EXCERPT TO READ:
— start —

As in “Season 2, Episode 3,” where the eight-bit sounds recreate a life-like video game, the musical representation of each character, brings in a new array of sounds, substantially different between tracks.

“”How To Be A Human Being” is rife with ZABA-isms – immense detail, tiny sample fragments, gloopy textures – and “Mama’s Gun” closer to the band’s misty roots than their dazzling future, but the jagged hip-hop of “Cane Shuga”, the freakout riffs in “Take A Slice”, and “Pork Soda”’s spiraling mayhem all prove that Glass Animals have plenty in the chamber to keep us guessing,” wrote Day. 

For some critics and fans Glass Animals’  new album was too big of a jump and was seen as mainstream and inconsistent with their style.

“The sounds they had from the very beginning are fairly nonexistent this time around, replaced by a bombastic, indie/pop/hip-hop twist that buries all the subtlety that “Zaba” was absolutely drenched in. It’s lighter, it’s louder, it’s happier, it’s more mainstream,” commented the fan ninja200 on metacritic

Despite criticisms, “How to be a Human Being” received a positive worldwide acclaim and the band is currently off to another tour, with tickets being sold by the dozen. The artistic growth in “How to be a Human Being” is evident in their precise and vivid images of each persona, coinciding with a grittier and rawer sound that the band mixed perfectly with their atmospheric grooves from the first album.

Music critic Mandy Freebairn wrote, “All the stories, sounds, and characters come together to form an album that plays like a colorful collage of life: It doesn’t flow perfectly, but maybe that was never the point.”

— end —

GIVEN PROBLEM 1:
How many lines in the rows below contain the word "wheel"? Reply with the number alone.

RECORDS PROVIDED:
— start —

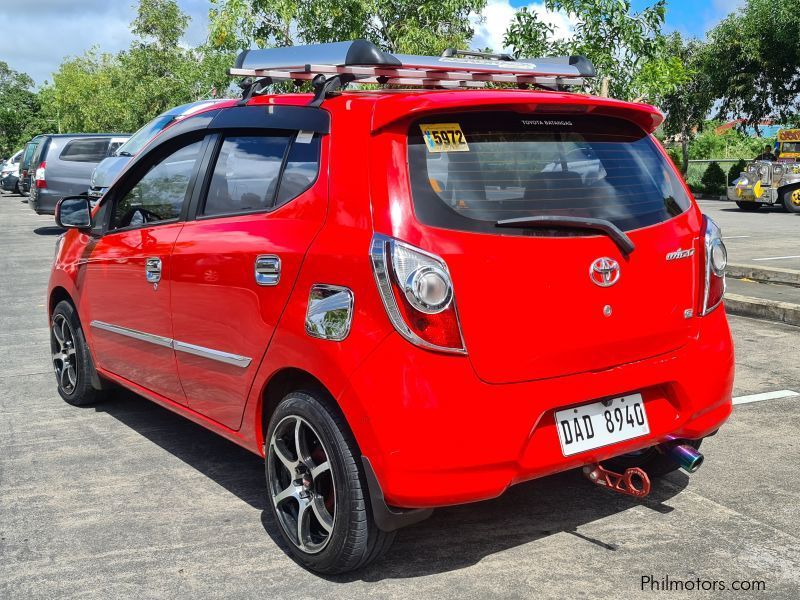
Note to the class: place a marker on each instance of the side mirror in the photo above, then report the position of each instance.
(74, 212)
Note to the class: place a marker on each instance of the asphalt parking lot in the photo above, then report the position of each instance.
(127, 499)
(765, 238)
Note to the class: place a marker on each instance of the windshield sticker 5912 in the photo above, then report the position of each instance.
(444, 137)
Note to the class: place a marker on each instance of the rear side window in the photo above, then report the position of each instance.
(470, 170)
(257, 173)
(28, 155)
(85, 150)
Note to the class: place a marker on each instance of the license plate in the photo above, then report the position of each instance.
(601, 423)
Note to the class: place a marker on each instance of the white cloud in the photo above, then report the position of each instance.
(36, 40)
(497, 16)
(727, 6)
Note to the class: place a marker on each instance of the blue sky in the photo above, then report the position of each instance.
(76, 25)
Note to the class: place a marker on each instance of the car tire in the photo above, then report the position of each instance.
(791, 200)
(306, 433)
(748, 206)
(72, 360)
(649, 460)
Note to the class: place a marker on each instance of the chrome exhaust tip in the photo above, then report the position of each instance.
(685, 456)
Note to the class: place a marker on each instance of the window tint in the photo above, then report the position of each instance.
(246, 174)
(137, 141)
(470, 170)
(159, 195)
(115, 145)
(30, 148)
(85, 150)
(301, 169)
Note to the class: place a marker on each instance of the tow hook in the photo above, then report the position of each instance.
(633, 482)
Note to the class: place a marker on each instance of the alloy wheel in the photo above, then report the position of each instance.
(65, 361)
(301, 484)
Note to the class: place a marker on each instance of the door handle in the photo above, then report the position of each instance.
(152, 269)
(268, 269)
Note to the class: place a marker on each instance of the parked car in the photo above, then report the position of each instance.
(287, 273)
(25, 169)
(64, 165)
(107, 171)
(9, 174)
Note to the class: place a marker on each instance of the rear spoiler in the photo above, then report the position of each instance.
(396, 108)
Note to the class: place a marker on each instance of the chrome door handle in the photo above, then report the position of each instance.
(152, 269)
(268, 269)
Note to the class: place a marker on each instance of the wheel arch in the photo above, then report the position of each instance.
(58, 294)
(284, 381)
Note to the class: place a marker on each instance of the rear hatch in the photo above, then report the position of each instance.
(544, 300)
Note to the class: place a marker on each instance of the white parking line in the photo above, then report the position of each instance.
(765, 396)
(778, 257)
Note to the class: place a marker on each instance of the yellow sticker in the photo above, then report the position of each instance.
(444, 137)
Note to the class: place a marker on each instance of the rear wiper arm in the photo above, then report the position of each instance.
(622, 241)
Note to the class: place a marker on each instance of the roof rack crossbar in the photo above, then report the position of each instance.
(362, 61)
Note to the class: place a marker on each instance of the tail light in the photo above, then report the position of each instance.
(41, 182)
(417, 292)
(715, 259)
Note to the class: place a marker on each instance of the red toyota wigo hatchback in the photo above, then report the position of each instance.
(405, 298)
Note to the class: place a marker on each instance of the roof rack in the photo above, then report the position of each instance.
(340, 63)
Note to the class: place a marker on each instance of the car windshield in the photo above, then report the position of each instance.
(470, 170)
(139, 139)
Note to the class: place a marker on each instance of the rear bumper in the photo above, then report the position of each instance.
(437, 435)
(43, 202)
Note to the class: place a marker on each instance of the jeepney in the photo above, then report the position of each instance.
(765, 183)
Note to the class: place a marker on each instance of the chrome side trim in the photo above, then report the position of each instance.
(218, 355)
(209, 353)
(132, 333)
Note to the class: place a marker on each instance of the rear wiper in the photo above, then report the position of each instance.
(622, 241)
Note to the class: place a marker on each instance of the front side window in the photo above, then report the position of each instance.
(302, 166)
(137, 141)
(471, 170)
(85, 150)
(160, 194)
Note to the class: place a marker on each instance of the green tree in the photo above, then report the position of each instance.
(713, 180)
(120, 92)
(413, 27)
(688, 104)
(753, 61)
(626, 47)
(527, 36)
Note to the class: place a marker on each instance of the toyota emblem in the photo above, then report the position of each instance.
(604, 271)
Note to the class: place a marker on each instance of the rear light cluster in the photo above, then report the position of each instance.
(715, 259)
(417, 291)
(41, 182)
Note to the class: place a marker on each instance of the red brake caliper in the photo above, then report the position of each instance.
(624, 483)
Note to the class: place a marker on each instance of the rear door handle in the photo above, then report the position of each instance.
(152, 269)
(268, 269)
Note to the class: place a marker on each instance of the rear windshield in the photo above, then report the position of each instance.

— end —
— start —

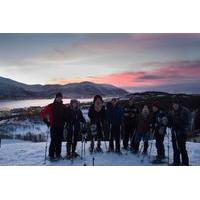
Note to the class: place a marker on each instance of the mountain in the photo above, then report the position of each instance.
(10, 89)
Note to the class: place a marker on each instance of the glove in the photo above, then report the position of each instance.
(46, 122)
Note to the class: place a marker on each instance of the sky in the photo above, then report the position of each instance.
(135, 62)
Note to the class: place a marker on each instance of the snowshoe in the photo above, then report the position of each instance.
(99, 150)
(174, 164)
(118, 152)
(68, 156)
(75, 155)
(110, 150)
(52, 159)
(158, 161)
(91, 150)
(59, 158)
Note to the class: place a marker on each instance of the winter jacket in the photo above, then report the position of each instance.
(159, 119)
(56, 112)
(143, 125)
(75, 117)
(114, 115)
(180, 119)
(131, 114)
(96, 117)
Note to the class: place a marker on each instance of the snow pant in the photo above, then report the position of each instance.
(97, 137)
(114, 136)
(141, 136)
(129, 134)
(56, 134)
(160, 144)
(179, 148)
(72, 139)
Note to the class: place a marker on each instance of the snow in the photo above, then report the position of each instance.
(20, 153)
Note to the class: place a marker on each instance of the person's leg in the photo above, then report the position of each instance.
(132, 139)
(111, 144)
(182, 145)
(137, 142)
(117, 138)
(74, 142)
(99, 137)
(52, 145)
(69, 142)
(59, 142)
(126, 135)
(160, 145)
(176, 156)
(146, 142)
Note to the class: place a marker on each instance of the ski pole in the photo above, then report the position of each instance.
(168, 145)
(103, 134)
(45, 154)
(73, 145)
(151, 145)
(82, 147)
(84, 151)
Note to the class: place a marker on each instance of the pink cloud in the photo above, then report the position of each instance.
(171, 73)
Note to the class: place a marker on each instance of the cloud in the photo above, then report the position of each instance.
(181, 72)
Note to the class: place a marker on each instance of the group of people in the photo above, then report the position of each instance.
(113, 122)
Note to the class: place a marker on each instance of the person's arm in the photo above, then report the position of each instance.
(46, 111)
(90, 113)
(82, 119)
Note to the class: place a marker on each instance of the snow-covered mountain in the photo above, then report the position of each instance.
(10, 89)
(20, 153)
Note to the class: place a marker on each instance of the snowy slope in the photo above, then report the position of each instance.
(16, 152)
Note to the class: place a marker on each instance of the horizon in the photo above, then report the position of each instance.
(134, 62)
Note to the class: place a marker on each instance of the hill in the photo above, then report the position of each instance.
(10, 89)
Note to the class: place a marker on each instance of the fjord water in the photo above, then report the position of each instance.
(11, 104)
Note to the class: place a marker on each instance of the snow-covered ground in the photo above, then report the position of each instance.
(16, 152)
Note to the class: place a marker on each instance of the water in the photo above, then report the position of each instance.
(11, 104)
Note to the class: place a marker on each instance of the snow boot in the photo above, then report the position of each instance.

— end —
— start —

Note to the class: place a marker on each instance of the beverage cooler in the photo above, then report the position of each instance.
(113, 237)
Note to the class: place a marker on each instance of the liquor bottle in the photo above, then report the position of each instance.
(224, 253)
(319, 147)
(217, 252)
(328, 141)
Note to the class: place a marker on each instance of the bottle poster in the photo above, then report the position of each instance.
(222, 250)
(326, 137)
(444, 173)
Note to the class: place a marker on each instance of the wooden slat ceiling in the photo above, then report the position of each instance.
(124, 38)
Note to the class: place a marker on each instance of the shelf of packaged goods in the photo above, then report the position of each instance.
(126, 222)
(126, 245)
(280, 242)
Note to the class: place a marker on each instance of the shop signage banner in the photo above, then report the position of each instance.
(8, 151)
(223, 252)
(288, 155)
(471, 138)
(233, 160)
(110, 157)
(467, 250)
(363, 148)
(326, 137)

— end —

GIVEN PROBLEM 2:
Can you condense the paragraph of the Glass Animals review above that opens with "Despite criticisms" into a short bulleted list that keeps its main facts?

FINAL RESULT 1:
2

FINAL RESULT 2:
- Despite criticisms, "How to be a Human Being" received positive acclaim worldwide.
- The band is currently off on another tour, and tickets are selling by the dozen.
- The album shows clear artistic growth in its precise, vivid images of each persona.
- That growth comes with a grittier, rawer sound, which the band mixed perfectly with the atmospheric grooves of its first album.